Fragment tekstu

▽

Emocje zaklęte w lalkach

0

PIASECZNO Na ostatnim spotkaniu w Przystanku Kultura z niezwykłymi kobietami w ramach cyklu „Kobiece Piaseczno” gościem Magdaleny Knitter była Renata Gołaszewska-Adamczyk, której wielką pasją jest tworzenie unikatowych kolekcjonerskich lalek

Renata Gołaszewska-Adamczyk ukończyła studia pedagogiczno-plastyczne i szkołę charakteryzacji teatralno-filmowej. Przez wiele lat zajmowała się dziećmi z niepełnosprawnością intelektualną jako pedagog-wychowawca i terapeuta zajęciowy, a lalkarstwem artystycznym zajmuje się od 2013 roku. Jak sama jednak przyznaje, lalki zawsze znaczyły dla niej bardzo wiele – były zarówno lekiem na samotność, jak i sposobem na radość. Kiedy była małą dziewczynką, bardzo lubiła się nimi bawić i jednocześnie już od najmłodszych lat doszukiwała się w nich duszy. Na co dzień pani Renata lubi przyglądać się ludziom, w których poszukuje prawdy i piękna, co zresztą skłoniło ją do wyboru właśnie tego rodzaj sztuki.

△

Fragmenty rekordów
▽

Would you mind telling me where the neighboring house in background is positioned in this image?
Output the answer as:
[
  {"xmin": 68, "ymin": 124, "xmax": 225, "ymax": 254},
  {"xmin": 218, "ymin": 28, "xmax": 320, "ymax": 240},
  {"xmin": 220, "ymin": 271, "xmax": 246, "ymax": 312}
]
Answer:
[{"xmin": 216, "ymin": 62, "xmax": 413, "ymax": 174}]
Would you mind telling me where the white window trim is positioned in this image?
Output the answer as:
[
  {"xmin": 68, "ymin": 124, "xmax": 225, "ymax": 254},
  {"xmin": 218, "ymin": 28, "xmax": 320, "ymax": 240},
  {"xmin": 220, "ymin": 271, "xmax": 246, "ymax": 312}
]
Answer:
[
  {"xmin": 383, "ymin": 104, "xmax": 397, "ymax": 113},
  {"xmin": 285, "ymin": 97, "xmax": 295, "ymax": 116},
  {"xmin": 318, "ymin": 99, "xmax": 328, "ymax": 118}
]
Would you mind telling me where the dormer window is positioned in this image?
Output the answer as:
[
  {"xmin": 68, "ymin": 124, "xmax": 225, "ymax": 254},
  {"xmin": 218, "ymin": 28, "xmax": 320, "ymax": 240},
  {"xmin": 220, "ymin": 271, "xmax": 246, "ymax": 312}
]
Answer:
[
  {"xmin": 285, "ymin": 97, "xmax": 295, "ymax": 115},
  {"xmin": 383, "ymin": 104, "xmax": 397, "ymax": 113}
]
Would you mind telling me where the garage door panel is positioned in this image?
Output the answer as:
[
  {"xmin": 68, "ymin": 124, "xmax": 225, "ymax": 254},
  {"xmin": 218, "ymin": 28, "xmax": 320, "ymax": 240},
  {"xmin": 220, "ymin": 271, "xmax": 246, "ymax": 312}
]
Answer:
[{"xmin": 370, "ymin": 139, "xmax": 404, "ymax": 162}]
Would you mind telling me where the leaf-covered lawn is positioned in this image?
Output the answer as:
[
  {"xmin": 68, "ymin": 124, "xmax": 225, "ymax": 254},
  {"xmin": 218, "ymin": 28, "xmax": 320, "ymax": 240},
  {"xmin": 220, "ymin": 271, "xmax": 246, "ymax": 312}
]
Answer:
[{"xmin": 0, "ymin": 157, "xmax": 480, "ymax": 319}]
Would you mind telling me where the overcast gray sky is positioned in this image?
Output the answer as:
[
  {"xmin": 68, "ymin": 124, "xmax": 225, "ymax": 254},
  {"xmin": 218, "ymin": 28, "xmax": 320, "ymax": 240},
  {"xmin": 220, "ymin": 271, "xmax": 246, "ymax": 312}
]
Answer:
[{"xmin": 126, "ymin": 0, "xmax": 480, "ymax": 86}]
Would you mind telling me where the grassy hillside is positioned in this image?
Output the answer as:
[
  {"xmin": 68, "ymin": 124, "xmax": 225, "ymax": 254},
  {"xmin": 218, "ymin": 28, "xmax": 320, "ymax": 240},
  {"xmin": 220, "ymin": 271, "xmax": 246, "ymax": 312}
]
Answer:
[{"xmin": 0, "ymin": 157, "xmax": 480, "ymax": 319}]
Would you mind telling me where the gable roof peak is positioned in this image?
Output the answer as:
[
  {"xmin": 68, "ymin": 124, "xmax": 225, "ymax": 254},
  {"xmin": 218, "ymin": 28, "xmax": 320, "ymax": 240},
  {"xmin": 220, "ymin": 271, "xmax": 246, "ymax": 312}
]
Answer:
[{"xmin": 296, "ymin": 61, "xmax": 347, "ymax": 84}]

△

Problemy i zadania
A) Od którego roku Renata Gołaszewska-Adamczyk, bohaterka tekstu o kolekcjonerskich lalkach, zajmuje się lalkarstwem artystycznym?
B) Kontynuuj tekst o twórczyni kolekcjonerskich lalek od miejsca, w którym się kończy.
Rekordy to materiał odrębny od tekstu.

Odpowiedzi po kolei
A) Od 2013 roku.

B)
Ożyły wspomnienia sprzed lat

Artystkę zainteresowały szczególnie lalki waldorfskie. Szyje się je ręcznie z użyciem surowców naturalnych, a każda z nich jest inna, niepowtarzalna i wykonana w jednym egzemplarzu. Na kursie, na który się zapisała, nauczyła się je tworzyć, po czym wykonała pierwszą laleczkę dla swojej córki Hani, a dzięki macierzyństwu ożyły w niej wspomnienia sprzed lat. Okazało się również, że jest spore zainteresowanie jej twórczością i zaczęły się pojawiać pierwsze zamówienia na stworzenie konkretnych lalek. Dość szybko pani Renacie zaczęło jednak przeszkadzać to, że wykonywane przez nią dzieła miały być z założenia pozbawione emocji, bo to dopiero dzieci, jako odbiorcy lalek, powinny im je nadawać.
Zaczęło mnie fascynować to by tworzyć ekspresyjne lalki z tkanin – mówi artystka. – Nie widziałam takich, więc miałam też nadzieję, że stworzę coś nowego. Potem byłam trochę samoukiem i sama wymyślałam dla siebie różne techniki.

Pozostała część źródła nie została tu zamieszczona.